Reproduce verbatim the passage of the essay on Facebook from "On New Year’s" to "a hundred friends.".

* _Text passage_:

● ● ●

3 min

Facebook is not a verb

On New Year’s Eve day my wife and I set up a joint Facebook profile so we could tell our friends, through status updates and pictures, what we were up to over there in Europe. Not rocket science, the whole process was really easy and once we had the name figured out and a picture uploaded, there was nothing more to it. And not to brag, but more from a place of amazement, within 24 hours we had more than a hundred friends.

I have been on the Facebook/Crackbook/Nosepick for almost a year now and in that time, my “group of friends” has grown to include public school, high school and real-life grownup friends. There are some acquaintances and even people who I didn’t particularly enjoy in my youth (and who didn’t enjoy me) despite my better judgment. There are family members, both of the younger and older generations, and my mother’s neighbour who I have never met, but who is queer and sometimes sends missives from my mom.

● ● ●

Extracted data entries
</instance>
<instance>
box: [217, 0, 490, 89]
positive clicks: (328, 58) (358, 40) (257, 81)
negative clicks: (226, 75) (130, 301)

● ● ●

* _Exercise answer_:
On New Year’s Eve day my wife and I set up a joint Facebook profile so we could tell our friends, through status updates and pictures, what we were up to over there in Europe. Not rocket science, the whole process was really easy and once we had the name figured out and a picture uploaded, there was nothing more to it. And not to brag, but more from a place of amazement, within 24 hours we had more than a hundred friends.